How many lines of the records contain the string "wall"? Case counts, and the reply should be the number alone.

Stored data
Start
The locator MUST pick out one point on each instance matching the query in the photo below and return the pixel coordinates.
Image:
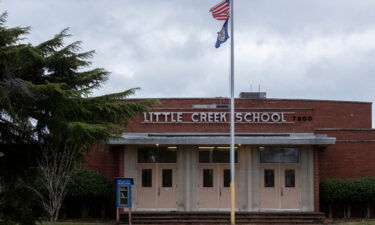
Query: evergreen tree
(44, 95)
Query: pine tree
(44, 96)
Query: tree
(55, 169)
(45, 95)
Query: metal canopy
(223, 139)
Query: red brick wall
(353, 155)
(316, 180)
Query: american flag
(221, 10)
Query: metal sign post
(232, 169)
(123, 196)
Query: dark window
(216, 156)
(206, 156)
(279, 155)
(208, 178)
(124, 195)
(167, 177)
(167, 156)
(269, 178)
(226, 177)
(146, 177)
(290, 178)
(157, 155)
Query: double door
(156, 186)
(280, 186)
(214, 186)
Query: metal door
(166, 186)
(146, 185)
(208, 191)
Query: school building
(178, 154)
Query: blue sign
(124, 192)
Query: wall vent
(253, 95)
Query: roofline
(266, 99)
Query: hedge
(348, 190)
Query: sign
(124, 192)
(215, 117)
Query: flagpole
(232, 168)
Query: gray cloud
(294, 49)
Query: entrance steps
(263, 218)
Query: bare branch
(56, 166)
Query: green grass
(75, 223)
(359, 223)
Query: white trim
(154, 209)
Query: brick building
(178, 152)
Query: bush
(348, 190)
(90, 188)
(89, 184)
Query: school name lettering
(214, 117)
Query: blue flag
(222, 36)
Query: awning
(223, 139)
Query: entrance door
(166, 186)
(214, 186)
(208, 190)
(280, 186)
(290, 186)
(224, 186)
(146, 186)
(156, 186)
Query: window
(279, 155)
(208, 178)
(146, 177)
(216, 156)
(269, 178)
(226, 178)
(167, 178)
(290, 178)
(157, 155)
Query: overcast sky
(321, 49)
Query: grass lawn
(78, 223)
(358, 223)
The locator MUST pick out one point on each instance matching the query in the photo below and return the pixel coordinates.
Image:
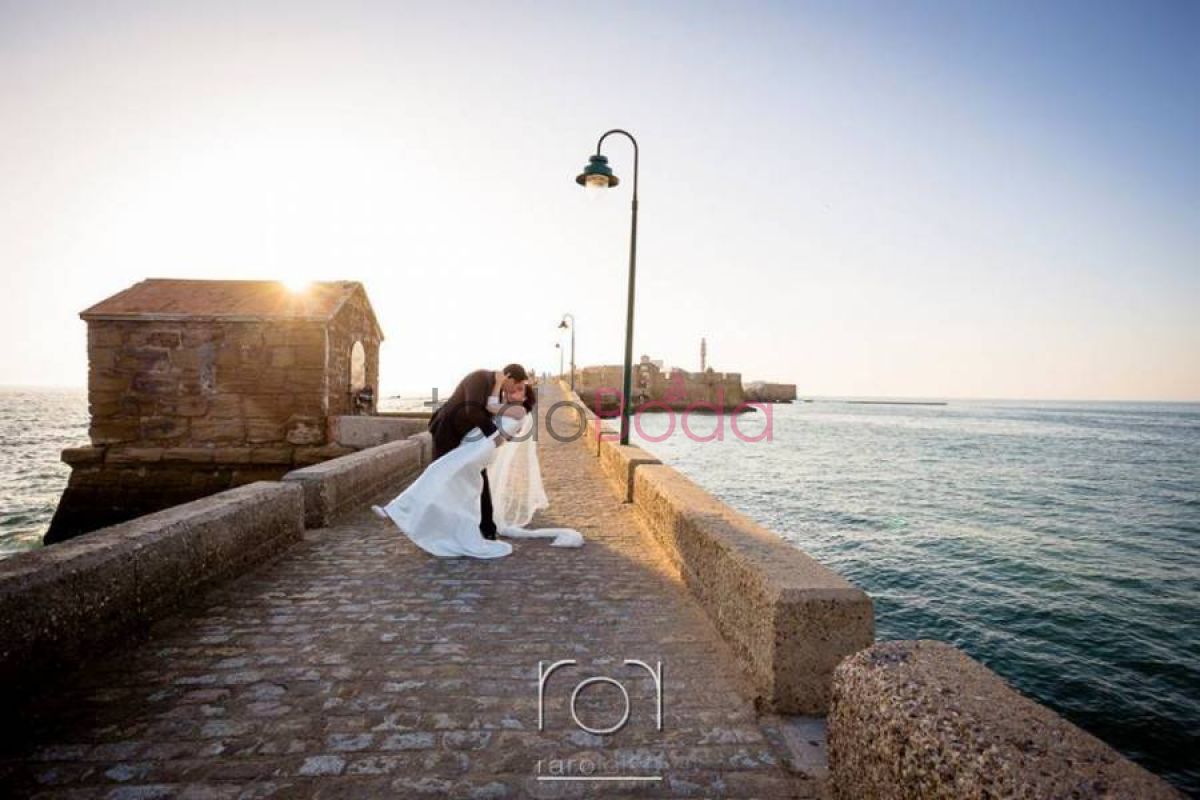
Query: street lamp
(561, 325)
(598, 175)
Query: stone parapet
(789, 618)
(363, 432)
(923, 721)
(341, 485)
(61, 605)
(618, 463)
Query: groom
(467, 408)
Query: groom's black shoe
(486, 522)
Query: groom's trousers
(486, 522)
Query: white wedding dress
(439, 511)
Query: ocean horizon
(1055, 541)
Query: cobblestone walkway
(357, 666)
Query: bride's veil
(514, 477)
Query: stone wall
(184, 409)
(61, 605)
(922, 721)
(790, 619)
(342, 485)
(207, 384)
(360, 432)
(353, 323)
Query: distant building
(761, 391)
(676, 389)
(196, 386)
End
Start
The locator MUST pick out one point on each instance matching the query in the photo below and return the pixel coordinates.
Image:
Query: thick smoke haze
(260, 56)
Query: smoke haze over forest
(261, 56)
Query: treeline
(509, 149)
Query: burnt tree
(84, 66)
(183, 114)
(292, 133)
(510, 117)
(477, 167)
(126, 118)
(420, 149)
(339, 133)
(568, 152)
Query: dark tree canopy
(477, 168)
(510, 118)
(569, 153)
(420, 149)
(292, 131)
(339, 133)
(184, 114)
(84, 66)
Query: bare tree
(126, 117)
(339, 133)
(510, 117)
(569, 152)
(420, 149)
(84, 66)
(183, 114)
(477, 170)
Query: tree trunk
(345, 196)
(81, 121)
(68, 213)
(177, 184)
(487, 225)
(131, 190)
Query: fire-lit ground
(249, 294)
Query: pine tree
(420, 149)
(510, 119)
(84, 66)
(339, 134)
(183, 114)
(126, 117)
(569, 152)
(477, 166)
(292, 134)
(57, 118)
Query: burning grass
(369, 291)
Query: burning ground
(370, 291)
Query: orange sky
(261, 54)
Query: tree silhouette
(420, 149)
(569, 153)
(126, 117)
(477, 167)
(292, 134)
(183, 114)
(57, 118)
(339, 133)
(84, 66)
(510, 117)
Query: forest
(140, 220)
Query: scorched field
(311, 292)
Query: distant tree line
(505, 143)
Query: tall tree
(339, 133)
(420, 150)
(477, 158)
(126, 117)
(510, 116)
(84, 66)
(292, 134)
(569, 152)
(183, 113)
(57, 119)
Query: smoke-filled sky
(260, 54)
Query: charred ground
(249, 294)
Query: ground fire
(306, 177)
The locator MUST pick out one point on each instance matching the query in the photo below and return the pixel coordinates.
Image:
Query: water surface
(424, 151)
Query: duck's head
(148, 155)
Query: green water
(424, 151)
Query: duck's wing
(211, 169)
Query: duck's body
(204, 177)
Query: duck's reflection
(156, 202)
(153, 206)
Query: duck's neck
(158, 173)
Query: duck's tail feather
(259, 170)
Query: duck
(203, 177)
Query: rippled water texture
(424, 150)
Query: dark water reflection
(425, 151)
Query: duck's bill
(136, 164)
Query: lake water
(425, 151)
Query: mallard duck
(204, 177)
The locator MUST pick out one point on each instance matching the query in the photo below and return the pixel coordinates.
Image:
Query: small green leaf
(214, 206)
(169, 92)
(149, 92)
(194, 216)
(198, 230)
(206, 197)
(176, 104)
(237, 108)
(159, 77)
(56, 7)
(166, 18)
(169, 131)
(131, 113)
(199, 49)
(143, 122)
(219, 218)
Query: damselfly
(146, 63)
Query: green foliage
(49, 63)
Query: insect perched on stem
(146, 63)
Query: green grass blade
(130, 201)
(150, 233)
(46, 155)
End
== Finished exercise ==
3